Continue the article about GitHub Copilot's switch to usage-based pricing, starting after its last sentence.

-- Text block follows --

GitHub Copilot users face sticker shock as usage-based pricing replaces flat fees
Subscribers report exhausting monthly allotments within hours, prompting a shift in developer behaviour and potential industry-wide pricing changes.

GitHub has officially transitioned its Copilot AI service from a request-based billing structure to a usage-based pricing model, a move that has triggered immediate and significant backlash from the developer community. The shift, which went into effect on 1 June 2026 following an April announcement, replaces the previous system where subscribers were allocated a set number of requests based on their payment tier. Under the new framework, users are granted monthly AI credits, with each credit valued at $0.01 of usage. This change aims to address the previous model’s inefficiency, where GitHub noted that a simple chat query and a multi-hour autonomous coding session incurred the same cost, forcing the company to absorb escalating inference expenses.
The financial impact on users has been stark, with many reporting what they describe as extreme sticker shock. Across social media platforms and technical forums, developers have shared data indicating that standard coding workflows now consume their monthly credit allotments at an alarming rate. Some users have reported depleting their entire monthly quota within a single day, a dramatic departure from the predictability of the former system. The cost of usage is now determined by the volume of input and output tokens processed, as well as the specific large language model selected for the task, leading to concerns over unpredictable and potentially exorbitant bills for complex coding tasks.

-- Text block concluded --
-- Information given follows --

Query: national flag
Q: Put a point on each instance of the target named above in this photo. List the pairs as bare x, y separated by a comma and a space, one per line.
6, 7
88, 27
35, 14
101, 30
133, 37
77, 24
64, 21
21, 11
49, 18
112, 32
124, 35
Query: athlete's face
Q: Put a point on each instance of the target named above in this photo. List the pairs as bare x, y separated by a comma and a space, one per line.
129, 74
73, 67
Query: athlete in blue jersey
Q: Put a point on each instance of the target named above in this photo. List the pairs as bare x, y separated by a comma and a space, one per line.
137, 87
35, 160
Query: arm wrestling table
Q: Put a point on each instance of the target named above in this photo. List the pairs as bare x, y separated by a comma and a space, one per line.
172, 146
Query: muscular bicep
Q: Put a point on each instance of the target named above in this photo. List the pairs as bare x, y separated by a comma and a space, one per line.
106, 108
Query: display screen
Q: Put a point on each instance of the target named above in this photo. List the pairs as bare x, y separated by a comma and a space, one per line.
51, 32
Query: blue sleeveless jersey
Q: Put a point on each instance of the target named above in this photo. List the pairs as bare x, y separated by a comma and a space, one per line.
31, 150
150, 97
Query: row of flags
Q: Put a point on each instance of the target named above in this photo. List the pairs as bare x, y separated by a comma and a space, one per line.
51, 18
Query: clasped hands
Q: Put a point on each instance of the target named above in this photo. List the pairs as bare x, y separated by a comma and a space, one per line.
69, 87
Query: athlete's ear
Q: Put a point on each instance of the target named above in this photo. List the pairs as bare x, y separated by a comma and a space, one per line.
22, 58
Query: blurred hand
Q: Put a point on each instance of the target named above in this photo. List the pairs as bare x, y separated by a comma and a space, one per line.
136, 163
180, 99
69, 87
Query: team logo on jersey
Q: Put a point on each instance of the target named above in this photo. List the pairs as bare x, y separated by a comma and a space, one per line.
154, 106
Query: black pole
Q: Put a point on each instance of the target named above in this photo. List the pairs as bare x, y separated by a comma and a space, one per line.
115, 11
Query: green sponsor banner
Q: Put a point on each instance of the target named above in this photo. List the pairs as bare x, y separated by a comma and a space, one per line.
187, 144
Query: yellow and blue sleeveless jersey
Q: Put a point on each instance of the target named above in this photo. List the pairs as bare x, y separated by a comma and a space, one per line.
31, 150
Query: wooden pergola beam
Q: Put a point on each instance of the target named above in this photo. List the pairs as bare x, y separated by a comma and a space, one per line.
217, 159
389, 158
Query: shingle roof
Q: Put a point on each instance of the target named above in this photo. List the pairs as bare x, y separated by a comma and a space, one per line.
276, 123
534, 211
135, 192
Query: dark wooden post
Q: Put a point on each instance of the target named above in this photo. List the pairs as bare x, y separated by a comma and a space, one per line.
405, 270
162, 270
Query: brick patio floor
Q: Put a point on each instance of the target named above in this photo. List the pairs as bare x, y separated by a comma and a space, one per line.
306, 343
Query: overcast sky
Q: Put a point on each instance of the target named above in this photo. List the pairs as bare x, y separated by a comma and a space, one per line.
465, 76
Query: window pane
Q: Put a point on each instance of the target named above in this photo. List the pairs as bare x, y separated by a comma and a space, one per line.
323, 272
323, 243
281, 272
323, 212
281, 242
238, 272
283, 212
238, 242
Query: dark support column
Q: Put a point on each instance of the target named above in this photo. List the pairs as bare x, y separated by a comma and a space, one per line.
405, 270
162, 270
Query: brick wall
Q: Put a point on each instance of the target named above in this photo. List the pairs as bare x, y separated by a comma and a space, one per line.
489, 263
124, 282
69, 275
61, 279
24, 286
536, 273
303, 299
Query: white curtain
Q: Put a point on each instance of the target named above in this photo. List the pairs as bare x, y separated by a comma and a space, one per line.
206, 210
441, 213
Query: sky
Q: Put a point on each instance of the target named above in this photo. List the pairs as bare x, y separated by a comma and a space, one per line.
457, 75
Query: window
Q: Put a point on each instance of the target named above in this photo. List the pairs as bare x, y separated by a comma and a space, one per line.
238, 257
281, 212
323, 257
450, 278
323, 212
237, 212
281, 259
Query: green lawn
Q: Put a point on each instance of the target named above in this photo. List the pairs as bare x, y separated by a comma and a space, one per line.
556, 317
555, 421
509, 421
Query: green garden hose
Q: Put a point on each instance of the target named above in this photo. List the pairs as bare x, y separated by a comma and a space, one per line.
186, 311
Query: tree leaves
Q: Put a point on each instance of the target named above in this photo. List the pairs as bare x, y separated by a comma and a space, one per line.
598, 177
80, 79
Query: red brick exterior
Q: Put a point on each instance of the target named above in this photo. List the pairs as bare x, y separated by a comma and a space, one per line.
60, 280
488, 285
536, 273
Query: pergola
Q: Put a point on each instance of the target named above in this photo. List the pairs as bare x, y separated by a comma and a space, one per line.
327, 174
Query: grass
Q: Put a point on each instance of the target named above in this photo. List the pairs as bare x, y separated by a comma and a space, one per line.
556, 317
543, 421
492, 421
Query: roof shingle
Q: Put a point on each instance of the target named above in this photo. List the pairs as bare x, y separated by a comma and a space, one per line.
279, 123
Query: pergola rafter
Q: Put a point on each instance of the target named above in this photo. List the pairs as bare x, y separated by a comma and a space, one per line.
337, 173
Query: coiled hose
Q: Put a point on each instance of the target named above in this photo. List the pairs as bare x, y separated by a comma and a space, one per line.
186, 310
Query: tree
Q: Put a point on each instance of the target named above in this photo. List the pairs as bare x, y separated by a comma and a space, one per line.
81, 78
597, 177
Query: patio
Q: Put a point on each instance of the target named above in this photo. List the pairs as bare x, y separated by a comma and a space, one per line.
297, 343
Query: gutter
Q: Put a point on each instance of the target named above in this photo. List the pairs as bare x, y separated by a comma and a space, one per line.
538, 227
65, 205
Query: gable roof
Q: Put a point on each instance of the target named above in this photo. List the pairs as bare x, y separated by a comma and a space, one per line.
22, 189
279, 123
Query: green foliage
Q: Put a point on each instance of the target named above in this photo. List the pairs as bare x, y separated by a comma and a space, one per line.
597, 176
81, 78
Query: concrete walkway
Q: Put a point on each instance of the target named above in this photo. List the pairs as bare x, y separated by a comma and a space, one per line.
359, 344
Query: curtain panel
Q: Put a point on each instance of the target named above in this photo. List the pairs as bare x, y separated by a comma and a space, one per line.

-- Information given concluded --

**Exercise result:**
Pricing variability is a central feature of the new structure, with costs fluctuating significantly depending on the underlying model. For instance, one million output tokens from OpenAI’s GPT-5.4 nano cost $1.25, whereas the same output volume on the frontier GPT-5.5 model costs $30. Subscribers using the “Auto” mode, which selects the most appropriate model for a request, face additional risk, as some users report the system switching to expensive models for simple queries. Spot testing by Ars Technica demonstrated this variance, with a simple prompt to build a Minesweeper game consuming 94 credits via Claude Haiku 4.5, while other users reported single complex prompts burning through 171 credits or even 5,000 credits for Copilot-led commits.
Subscription tiers have been adjusted to reflect the new credit economy. The $10 per month Pro plan includes 1,500 credits, the $39 Pro+ plan offers 7,000 credits, and the $100 per month Copilot Max plan provides 20,000 credits. Despite these allocations, user sentiment remains largely negative. One developer noted that a cautious test of Claude Sonnet 4.6 consumed 840 credits, representing a significant portion of their monthly allowance without any complex work being performed. Another user reported that a single day’s activity accounted for 21 per cent of their Pro subscription’s total credits, leading to explicit threats to cancel their subscription or migrate to cheaper alternatives.
The reaction suggests a potential inflection point for the broader artificial intelligence market. While some developers are adapting by limiting usage to highly focused tasks and avoiding long-running chat sessions to conserve input tokens, others are exploring cost-effective alternatives. One user on Reddit highlighted the integration of Deepseek into their development environment, citing a cost of approximately seven cents for 15 million tokens. This shift in user behaviour may force competitors to reconsider their pricing strategies, potentially accelerating an industry-wide move toward usage-based models where efficiency in token usage becomes a key competitive advantage.